Job: Copy the records below exactly, omitting any pictures they contain.

Exercise inputs:

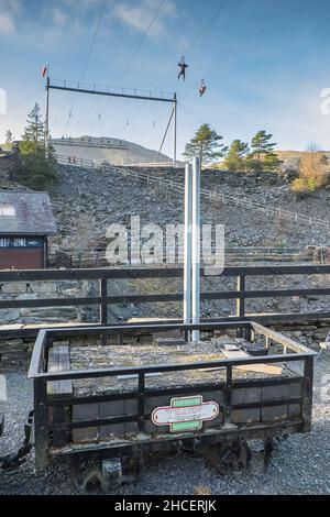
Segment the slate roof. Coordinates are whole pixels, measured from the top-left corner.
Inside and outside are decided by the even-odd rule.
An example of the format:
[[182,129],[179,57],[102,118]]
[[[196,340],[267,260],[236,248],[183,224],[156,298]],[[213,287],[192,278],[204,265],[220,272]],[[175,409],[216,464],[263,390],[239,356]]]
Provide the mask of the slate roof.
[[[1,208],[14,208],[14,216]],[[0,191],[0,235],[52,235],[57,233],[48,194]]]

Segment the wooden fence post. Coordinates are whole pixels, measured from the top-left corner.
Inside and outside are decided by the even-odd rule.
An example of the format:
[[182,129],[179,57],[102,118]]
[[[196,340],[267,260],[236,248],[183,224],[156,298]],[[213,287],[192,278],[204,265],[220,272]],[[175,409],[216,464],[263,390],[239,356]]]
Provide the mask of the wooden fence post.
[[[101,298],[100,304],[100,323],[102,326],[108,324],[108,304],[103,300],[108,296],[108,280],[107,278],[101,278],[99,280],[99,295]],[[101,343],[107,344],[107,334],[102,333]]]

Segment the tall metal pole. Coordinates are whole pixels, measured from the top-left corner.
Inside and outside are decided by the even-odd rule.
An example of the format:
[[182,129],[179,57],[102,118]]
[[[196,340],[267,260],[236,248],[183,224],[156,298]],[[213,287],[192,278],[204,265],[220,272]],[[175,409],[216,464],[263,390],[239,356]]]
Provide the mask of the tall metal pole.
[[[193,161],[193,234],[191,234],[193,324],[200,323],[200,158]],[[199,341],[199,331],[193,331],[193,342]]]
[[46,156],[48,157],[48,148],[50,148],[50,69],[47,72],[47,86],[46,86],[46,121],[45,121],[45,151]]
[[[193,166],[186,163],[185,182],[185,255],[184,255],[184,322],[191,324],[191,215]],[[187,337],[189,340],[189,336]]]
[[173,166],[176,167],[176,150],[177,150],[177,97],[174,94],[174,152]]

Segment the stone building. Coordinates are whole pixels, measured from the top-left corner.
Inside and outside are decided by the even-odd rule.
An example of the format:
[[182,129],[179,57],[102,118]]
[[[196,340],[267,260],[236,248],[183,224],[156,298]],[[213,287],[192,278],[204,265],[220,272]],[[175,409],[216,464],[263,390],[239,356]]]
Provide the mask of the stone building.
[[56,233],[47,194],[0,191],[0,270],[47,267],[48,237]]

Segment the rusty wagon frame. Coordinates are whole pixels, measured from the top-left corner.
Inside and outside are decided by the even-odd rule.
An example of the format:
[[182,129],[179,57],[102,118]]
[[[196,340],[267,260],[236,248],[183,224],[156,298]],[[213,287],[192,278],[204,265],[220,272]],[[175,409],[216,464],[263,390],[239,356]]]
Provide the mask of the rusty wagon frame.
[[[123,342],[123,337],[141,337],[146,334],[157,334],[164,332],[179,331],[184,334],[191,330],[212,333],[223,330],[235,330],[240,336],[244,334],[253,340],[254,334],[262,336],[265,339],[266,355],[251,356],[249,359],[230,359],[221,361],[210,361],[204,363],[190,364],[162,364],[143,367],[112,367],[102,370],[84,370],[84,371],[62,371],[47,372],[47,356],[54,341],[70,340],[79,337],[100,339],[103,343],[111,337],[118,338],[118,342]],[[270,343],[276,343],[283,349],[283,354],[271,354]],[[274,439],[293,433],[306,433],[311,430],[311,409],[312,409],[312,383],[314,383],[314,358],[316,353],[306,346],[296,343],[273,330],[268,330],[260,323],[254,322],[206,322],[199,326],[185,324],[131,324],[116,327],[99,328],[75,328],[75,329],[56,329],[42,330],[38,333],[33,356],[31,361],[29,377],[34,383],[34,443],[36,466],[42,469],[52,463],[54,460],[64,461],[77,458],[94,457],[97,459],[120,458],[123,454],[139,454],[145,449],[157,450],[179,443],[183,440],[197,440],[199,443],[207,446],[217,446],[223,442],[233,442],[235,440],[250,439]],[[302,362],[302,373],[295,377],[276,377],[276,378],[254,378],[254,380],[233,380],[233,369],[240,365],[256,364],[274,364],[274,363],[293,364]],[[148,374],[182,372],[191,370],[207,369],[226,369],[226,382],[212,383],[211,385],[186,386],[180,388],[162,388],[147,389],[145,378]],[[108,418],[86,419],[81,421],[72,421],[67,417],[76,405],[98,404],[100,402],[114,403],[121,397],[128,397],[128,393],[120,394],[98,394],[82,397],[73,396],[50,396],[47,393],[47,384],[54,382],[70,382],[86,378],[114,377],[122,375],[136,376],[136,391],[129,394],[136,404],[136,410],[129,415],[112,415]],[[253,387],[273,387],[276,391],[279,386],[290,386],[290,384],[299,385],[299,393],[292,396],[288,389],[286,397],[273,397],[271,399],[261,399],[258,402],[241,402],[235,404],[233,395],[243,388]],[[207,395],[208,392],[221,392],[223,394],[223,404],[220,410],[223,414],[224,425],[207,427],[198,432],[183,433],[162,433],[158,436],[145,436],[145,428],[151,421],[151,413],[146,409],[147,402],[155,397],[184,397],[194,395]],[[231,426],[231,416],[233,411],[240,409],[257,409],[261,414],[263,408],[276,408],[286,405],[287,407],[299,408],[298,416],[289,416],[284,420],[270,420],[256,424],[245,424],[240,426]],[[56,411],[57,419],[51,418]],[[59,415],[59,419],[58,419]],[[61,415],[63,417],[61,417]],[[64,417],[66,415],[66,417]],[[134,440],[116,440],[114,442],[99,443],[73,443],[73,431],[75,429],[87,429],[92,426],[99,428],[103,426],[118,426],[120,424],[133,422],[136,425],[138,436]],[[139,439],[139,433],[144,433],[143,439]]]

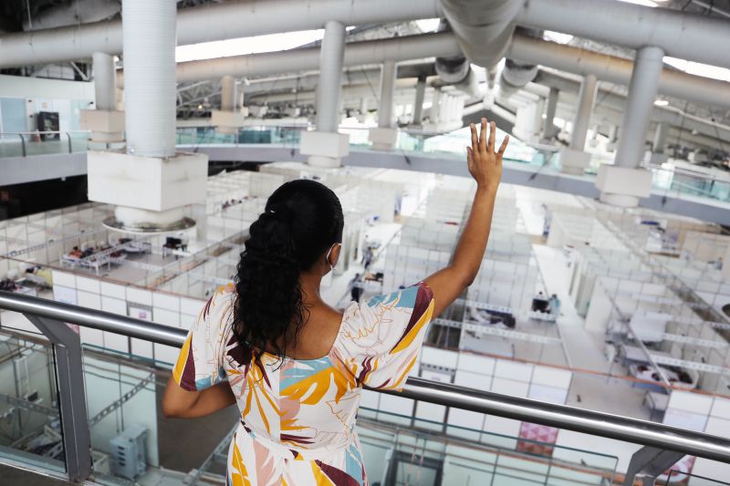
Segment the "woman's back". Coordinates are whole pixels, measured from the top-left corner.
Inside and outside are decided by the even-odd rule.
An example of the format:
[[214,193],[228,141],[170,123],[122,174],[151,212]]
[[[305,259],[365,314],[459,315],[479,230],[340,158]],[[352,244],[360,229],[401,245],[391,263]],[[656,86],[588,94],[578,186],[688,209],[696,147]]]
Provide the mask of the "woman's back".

Final result:
Segment the slate roof. Coordinates are whole pixels, measured from the top-left corner.
Inside and outside are decided by the even-odd rule.
An example of the format:
[[182,129],[179,57],[102,118]]
[[[196,340],[267,260],[236,248],[183,224],[156,298]],[[213,287],[192,278],[204,265],[220,272]],[[175,409],[216,464],[263,390],[239,356]]]
Provide the mask of the slate roof.
[[[1,208],[14,208],[14,216]],[[0,191],[0,235],[52,235],[57,233],[48,194]]]

Segment the wooden fence post. Coordinates are whole pixels, measured from the top-left corner.
Inside and outside are decided by the even-odd rule.
An example of the format:
[[182,129],[179,57],[102,118]]
[[[196,340],[267,260],[236,248],[183,224],[156,298]],[[213,287],[192,278],[204,265],[220,272]],[[175,409],[216,464],[263,390],[239,356]]]
Provide the mask of the wooden fence post.
[[[101,298],[100,304],[100,323],[102,326],[108,324],[108,304],[103,300],[108,296],[108,280],[107,278],[101,278],[99,280],[99,295]],[[101,343],[107,344],[107,334],[102,333]]]

Segment the tall metal pole. Coordinates are whole pixels, measured from the top-left corner.
Inside and outside are decided by the even-odd rule.
An example of the format:
[[182,129],[179,57],[102,118]]
[[[196,340],[267,260],[236,248],[183,224],[156,298]],[[213,287],[192,278],[204,265],[220,272]],[[175,409],[216,464],[263,390],[239,356]]]
Provide the mask of the tall metal pole.
[[[193,161],[193,234],[191,234],[193,324],[200,323],[200,158]],[[199,341],[199,331],[193,331],[193,342]]]
[[46,156],[48,157],[48,148],[50,148],[50,69],[47,72],[47,86],[46,86],[46,121],[45,121],[45,151]]
[[[193,166],[186,163],[185,182],[185,255],[184,255],[184,322],[191,324],[191,215]],[[187,337],[189,340],[189,336]]]
[[173,166],[176,167],[176,150],[177,150],[177,97],[174,94],[174,152]]

Segment the stone building. Coordinates are whole pixels, measured from the top-left corner.
Inside and outside are decided by the even-odd rule.
An example of the format:
[[182,129],[179,57],[102,118]]
[[[196,340],[267,260],[236,248],[183,224],[156,298]],[[213,287],[192,278],[204,265],[220,272]],[[175,409],[216,464],[263,390],[239,356]]]
Provide the mask of the stone building.
[[56,233],[47,194],[0,191],[0,270],[47,267],[48,237]]

Segment the rusty wagon frame. Coordinates are whole pixels, measured from the top-left corner.
Inside and outside are decided by the even-odd rule.
An example of the format:
[[182,129],[179,57],[102,118]]
[[[196,340],[267,260],[236,248],[183,224],[156,298]],[[213,287],[192,278],[204,265],[220,272]],[[175,409],[216,464],[263,390],[239,356]]]
Provide the mask of the rusty wagon frame.
[[[123,342],[123,337],[141,337],[146,334],[157,334],[164,332],[179,331],[184,334],[191,330],[212,333],[223,330],[235,330],[240,336],[244,334],[253,340],[254,334],[262,336],[265,339],[266,355],[251,356],[249,359],[230,359],[221,361],[210,361],[204,363],[190,364],[162,364],[143,367],[112,367],[102,370],[84,370],[84,371],[62,371],[47,372],[47,356],[54,341],[70,340],[79,337],[100,339],[103,343],[111,337],[118,338],[118,342]],[[270,343],[276,343],[283,349],[283,354],[271,354]],[[274,439],[293,433],[306,433],[311,430],[311,409],[312,409],[312,383],[314,383],[314,358],[316,353],[306,346],[296,343],[273,330],[268,330],[260,323],[254,322],[206,322],[199,326],[185,324],[131,324],[116,327],[99,328],[75,328],[75,329],[56,329],[42,330],[38,333],[33,356],[31,361],[29,377],[34,383],[34,443],[36,466],[42,469],[52,463],[54,460],[64,461],[77,458],[94,457],[97,459],[120,458],[123,454],[139,454],[145,449],[157,450],[179,443],[183,440],[197,440],[199,443],[207,446],[217,446],[223,442],[233,442],[235,440],[250,439]],[[302,362],[302,373],[295,377],[276,377],[276,378],[254,378],[254,380],[233,380],[233,369],[240,365],[256,364],[274,364],[274,363],[293,364]],[[148,374],[182,372],[191,370],[207,369],[226,369],[226,382],[212,383],[211,385],[186,386],[180,388],[162,388],[147,389],[145,378]],[[108,418],[86,419],[81,421],[72,421],[67,417],[76,405],[98,404],[100,402],[114,403],[121,397],[128,397],[128,393],[120,394],[98,394],[82,397],[73,396],[50,396],[47,393],[47,384],[54,382],[70,382],[86,378],[114,377],[122,375],[136,376],[136,391],[129,394],[136,404],[136,410],[129,415],[112,415]],[[253,387],[273,387],[276,391],[279,386],[290,386],[290,384],[299,385],[299,393],[292,396],[288,389],[286,397],[273,397],[271,399],[261,399],[258,402],[241,402],[235,404],[233,395],[243,388]],[[207,395],[208,392],[221,392],[223,394],[223,404],[220,410],[223,414],[224,425],[207,427],[198,432],[183,433],[162,433],[158,436],[145,436],[145,428],[151,421],[151,413],[146,409],[147,402],[155,397],[184,397],[194,395]],[[231,426],[231,416],[233,411],[240,409],[257,409],[261,414],[263,408],[276,408],[286,405],[287,407],[299,408],[298,416],[289,416],[284,420],[270,420],[256,424],[245,424],[240,426]],[[56,411],[57,419],[51,418]],[[59,415],[59,419],[58,419]],[[61,415],[63,417],[61,417]],[[64,417],[66,415],[66,417]],[[134,440],[116,440],[114,442],[99,443],[73,443],[73,431],[75,429],[87,429],[92,426],[99,428],[103,426],[118,426],[120,424],[133,422],[136,425],[138,436]],[[139,439],[139,433],[144,433],[143,439]]]

Segment the "woman's back". Coordinates are whole pixels, measured from the top-left corner.
Inside and outside are decided by the even-odd rule.
An example of the format:
[[214,193],[228,141],[170,123],[122,174],[151,212]]
[[[305,259],[365,314],[459,315],[479,230],[340,158]],[[352,244],[360,229],[401,245],[391,263]],[[656,86],[588,94],[578,186],[688,209],[696,147]]]
Provide the mask of the "woman's back".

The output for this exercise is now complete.